DOCUMENT EXTRACT:

So, gentlemen, Jerry, let me turn to you first.
Jerry Loeser: Thank you very much, J.C. Let me start with two quick brief disclaimers. As J.C. mentioned, I am a humble bank regulatory lawyer, not a crypto lawyer, and a retired bank regulatory lawyer at that. Second, I am assuming facts as reported in the media. I have no special knowledge about FTX or what happened, but when I read the initial news accounts of the FTX collapse, I considered them through the eyes of a bank regulatory lawyer, and I was shocked at what I read.
While in the final analysis, the FTX story may well boil down to simple garden-variety common law fraud, it could never have transpired had FTX been regulated like a bank is regulated. Coincidentally, I understand that the President’s Working Group on cryptocurrency believes that bank regulation should apply to the cryptocurrency industry. So we thought it might be interesting to take a few minutes to walk through the FTX facts and the relevant banking regulations and to see how those would have applied in the FTX situation.
Okay. The facts as reported that I read: Number one, the financial statements of FTX and other crypto firms generally are not audited. Second, those financial statements generally are not publicly available and not available to the customers. Third, FTX allegedly lent billions of dollars of customer funds to an affiliate, Alameda Research. Fourth, FTX also further misused customer funds by spending them on political contributions, personal expenses such as for luxury real estate in the Bahamas, donations to nonprofits to curry favor with the public. Further, FTX had a board of directors, but the board of directors never met.
Alex also wanted me — Alex Pollock wanted me to also touch on a recent bankruptcy judge ruling last month involving Celsius Network. The bankruptcy judge ruled that digital assets deposited by Celsius’ customers with Celsius are assets of the bankruptcy estate, not customer [inaudible 00:24:53], which customers adhered to by simply clicking a button, so provided, which means that those customers are unsecured creditors of Celsius in the bankruptcy and will probably stand at the back of the line. And this, of course, could serve as a precedent for the FTX and BlockFi bankruptcies.
Let me turn to bank regulations and statutes and let you know what they provide in this area. First of all, banks are required by statute to have annual audits of their financial statements in accordance with GAAP. Second, bank financial statements are available to the public, at the minimum, on the FDIC website, and these are quarterly financial statements and are available from most banks upon request.

ENTRIES:
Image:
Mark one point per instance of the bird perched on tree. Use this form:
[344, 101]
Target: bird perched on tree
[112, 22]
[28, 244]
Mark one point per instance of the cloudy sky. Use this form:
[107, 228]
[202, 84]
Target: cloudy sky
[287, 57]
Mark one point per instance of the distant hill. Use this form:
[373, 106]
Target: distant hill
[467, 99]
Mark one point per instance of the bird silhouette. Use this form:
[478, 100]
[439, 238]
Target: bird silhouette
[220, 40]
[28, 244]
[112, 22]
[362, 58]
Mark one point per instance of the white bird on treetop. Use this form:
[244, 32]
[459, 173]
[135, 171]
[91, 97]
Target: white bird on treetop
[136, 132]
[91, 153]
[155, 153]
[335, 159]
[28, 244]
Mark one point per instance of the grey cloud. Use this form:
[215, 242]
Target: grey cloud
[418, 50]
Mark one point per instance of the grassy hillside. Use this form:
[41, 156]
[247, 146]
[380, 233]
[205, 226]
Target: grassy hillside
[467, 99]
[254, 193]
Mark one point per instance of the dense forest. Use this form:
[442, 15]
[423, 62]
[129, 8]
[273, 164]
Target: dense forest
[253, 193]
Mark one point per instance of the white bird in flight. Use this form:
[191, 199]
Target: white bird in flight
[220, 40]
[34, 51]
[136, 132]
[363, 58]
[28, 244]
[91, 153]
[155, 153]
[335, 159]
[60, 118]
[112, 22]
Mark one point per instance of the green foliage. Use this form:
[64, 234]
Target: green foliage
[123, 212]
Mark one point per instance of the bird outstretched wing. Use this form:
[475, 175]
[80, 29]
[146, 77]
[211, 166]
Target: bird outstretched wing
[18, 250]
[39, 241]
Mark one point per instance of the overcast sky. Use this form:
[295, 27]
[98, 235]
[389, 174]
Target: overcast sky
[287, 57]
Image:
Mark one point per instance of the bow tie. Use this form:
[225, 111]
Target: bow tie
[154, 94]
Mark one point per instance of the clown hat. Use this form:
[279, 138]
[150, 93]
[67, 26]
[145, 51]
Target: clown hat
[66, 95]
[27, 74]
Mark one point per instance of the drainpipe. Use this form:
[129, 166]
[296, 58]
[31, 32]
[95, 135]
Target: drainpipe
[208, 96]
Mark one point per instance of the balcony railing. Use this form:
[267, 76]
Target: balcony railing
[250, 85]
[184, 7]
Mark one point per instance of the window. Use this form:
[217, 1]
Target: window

WRITTEN REQUEST 1:
Answer from the FTX transcript:
(a) Which affiliate did FTX allegedly lend billions of dollars of customer funds to?
(b) Which company was the subject of the bankruptcy judge's ruling last month?
(c) Where, at the minimum, are bank financial statements available to the public?
WRITTEN REQUEST 2:
Rewrite the FTX transcript from "Alex also wanted" up to and including "and BlockFi bankruptcies.", putting "model" in place of "precedent".
WRITTEN REQUEST 3:
Write the next part of the FTX transcript, picking up after its last sentence.
The records are separate from the FTX transcript.

EXPECTED ANSWER 1:
(a) Alameda Research
(b) Celsius Network
(c) On the FDIC website

EXPECTED ANSWER 2:
Alex also wanted me — Alex Pollock wanted me to also touch on a recent bankruptcy judge ruling last month involving Celsius Network. The bankruptcy judge ruled that digital assets deposited by Celsius’ customers with Celsius are assets of the bankruptcy estate, not customer [inaudible 00:24:53], which customers adhered to by simply clicking a button, so provided, which means that those customers are unsecured creditors of Celsius in the bankruptcy and will probably stand at the back of the line. And this, of course, could serve as a model for the FTX and BlockFi bankruptcies.

EXPECTED ANSWER 3:
Third, banks are prohibited from lending to affiliates other than an arm’s length — on an arm’s-length basis, subject to market terms and conditions. Further, the amount of loans to any single affiliate is capped at 10 percent of the bank’s capital, and the aggregate amount of all loans to all affiliates of the bank are capped at 20 percent of the bank’s capital. Further, each loan has to be fully secured, at least 100 percent of the loan amount, up to 130 percent of the loan amount, depending on the nature of the collateral.
Further, banks are regularly examined by regulatory agency bank examiners, who, among other things, ask to review the minutes of the board of director meetings and the committee meetings. And, of course, the bank regulators repeatedly expressed the hortatory expectation that bank directors, as is set forth in general corporate law, are ultimately responsible for the affairs of the bank.
Those examiners meet regularly with a board of directors to make sure they’re fulfilling their duties and to apprise those directors of problems that the examiners have found after the banks. The directors are subject to removal by the regulators, they’re subject to civil money penalties of up to more than a million dollars a day, and they’re subject to potential personal liability for losses in the event the bank fails.
Finally, the banks are subject to comprehensive risk-based capital requirements, which ensure that, if the bank fails, there’s a cushion from which creditors can be repaid. And, of course, deposits of the bank, customers are insured up to $250,000 by the FDIC, and the banks pay hefty deposit insurance premiums to the FDIC for that insurance.
So if you apply those regulations and statutes through the FTX fact situation, it would have meant — and had FTX has been regulated like a bank, it would have had to have had audited financial statements. Those financial statements would have had been made available to the customers and the public. It could not have lent more than 10 percent of its capital to Alameda Research. Its board of directors would have had to meet regularly and attend to the affairs of the company or they would have been removed or fined.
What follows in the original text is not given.